*** Recorded information ***

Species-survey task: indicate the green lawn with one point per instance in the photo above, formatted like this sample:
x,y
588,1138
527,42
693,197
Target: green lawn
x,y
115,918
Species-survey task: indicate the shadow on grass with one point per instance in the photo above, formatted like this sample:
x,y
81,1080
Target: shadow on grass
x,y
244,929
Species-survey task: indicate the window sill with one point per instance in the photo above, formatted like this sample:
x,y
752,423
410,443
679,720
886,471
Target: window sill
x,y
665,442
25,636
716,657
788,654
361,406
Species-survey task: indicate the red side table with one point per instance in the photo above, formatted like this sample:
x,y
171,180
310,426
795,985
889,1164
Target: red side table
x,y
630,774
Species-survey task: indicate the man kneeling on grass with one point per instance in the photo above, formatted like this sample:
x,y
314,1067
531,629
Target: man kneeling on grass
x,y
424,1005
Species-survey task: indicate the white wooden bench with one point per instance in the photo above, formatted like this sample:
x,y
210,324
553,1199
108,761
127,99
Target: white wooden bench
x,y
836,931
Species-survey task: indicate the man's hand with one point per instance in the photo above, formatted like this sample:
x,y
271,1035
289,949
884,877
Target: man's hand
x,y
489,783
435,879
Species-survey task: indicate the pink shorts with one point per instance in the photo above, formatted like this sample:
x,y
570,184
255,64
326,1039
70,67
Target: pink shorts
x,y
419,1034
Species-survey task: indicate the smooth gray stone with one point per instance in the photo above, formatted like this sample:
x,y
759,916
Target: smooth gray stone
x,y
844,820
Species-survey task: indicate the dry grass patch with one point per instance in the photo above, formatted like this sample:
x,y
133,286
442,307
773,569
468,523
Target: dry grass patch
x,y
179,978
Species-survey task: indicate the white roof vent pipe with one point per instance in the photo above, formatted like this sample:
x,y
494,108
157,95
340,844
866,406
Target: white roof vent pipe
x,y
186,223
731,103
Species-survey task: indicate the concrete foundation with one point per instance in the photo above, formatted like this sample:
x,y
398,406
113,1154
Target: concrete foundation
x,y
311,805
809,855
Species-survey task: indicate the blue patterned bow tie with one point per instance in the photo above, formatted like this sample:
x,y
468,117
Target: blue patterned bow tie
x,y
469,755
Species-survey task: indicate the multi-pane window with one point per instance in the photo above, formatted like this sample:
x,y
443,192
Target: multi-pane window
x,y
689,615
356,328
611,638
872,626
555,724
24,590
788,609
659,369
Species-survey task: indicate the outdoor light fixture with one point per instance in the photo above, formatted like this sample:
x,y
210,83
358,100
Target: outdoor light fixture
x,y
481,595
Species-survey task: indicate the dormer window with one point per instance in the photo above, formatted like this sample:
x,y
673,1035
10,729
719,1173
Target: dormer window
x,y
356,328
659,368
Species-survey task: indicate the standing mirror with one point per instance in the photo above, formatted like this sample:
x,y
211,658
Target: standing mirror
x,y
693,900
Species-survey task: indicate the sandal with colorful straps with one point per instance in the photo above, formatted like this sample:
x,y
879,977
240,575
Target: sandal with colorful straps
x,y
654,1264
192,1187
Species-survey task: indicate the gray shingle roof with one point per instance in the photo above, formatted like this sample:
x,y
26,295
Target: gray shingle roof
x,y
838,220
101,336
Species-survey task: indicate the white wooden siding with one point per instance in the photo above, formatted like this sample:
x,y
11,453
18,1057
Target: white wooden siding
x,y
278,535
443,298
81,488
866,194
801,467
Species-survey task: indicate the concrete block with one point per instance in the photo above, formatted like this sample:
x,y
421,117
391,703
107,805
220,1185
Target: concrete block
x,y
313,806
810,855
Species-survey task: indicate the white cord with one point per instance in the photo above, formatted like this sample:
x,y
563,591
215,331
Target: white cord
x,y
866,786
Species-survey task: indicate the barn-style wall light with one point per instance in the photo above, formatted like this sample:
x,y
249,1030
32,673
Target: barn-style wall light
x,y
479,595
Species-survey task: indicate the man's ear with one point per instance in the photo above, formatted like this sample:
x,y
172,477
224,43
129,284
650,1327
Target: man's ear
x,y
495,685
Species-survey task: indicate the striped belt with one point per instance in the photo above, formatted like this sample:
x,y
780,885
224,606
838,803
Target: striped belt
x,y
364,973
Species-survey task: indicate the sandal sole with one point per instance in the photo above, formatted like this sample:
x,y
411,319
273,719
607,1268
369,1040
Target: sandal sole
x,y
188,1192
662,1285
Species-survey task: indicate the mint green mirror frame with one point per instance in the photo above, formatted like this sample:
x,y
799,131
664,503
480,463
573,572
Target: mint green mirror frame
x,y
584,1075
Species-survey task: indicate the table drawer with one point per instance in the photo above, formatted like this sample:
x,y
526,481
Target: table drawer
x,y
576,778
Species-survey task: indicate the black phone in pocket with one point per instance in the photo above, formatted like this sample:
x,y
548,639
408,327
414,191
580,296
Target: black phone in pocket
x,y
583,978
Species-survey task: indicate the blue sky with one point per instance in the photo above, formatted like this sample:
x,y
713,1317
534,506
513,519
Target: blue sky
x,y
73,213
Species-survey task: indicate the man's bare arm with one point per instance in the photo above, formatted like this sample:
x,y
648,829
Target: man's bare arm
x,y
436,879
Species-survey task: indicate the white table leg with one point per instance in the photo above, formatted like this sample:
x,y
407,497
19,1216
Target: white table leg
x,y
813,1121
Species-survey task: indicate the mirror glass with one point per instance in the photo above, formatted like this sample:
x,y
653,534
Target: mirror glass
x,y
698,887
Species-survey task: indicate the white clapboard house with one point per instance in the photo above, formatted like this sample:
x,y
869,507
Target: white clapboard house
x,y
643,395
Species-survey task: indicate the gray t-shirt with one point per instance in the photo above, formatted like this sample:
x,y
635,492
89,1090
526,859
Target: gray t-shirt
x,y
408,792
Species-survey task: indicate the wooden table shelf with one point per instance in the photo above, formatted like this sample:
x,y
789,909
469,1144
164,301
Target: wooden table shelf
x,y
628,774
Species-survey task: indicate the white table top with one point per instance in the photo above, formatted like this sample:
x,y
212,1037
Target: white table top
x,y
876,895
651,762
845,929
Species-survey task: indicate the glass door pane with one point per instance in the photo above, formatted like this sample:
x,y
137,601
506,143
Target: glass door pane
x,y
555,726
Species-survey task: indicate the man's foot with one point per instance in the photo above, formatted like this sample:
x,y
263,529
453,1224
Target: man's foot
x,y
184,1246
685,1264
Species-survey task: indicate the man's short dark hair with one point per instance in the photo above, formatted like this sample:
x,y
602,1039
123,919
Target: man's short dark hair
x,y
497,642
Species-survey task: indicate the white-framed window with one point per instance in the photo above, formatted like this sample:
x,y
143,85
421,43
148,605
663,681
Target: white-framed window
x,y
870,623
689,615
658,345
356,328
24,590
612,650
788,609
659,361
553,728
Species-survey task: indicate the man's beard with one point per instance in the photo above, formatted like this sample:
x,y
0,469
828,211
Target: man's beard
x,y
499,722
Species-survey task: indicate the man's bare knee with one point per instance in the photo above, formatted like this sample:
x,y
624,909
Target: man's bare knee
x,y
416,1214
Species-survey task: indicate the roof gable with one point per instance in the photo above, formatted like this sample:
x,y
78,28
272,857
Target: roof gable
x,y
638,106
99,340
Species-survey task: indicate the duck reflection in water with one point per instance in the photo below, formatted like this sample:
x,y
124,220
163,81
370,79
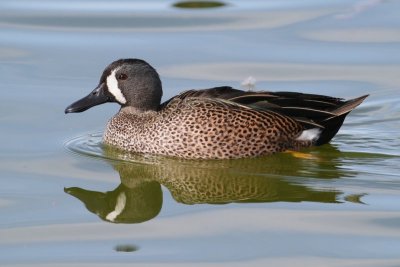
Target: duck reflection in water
x,y
281,177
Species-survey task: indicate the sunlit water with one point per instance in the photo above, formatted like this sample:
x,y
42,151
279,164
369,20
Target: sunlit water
x,y
66,199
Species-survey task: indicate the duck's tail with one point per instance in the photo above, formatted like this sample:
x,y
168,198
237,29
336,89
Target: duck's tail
x,y
332,124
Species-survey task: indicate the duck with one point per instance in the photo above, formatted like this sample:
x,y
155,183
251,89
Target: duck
x,y
214,123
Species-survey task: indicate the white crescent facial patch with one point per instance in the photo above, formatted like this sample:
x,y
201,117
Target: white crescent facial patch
x,y
112,85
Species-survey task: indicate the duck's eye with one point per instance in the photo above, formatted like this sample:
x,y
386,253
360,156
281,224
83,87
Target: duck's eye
x,y
122,76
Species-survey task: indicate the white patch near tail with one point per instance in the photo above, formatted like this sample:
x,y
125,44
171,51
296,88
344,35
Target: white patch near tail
x,y
249,83
112,85
119,207
309,135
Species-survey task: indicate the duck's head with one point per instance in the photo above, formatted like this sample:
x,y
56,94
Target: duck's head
x,y
128,82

***

**Task instructions**
When you reach the line that holds "Species-survey task: indicate the white patch", please copy it and every line after it through the end of the listing, exactly and with no other lines.

**Response area**
Species-survey task: indicate the white patch near tail with one point per instance in the photo above, formatted like this sample:
x,y
125,44
171,51
296,88
344,35
Target: white patch near tail
x,y
249,83
112,85
119,207
309,135
Species-survey task: indicate the duck's head with one point per instance in the photo above, formatted like this sample:
x,y
56,94
Target: duck's head
x,y
128,82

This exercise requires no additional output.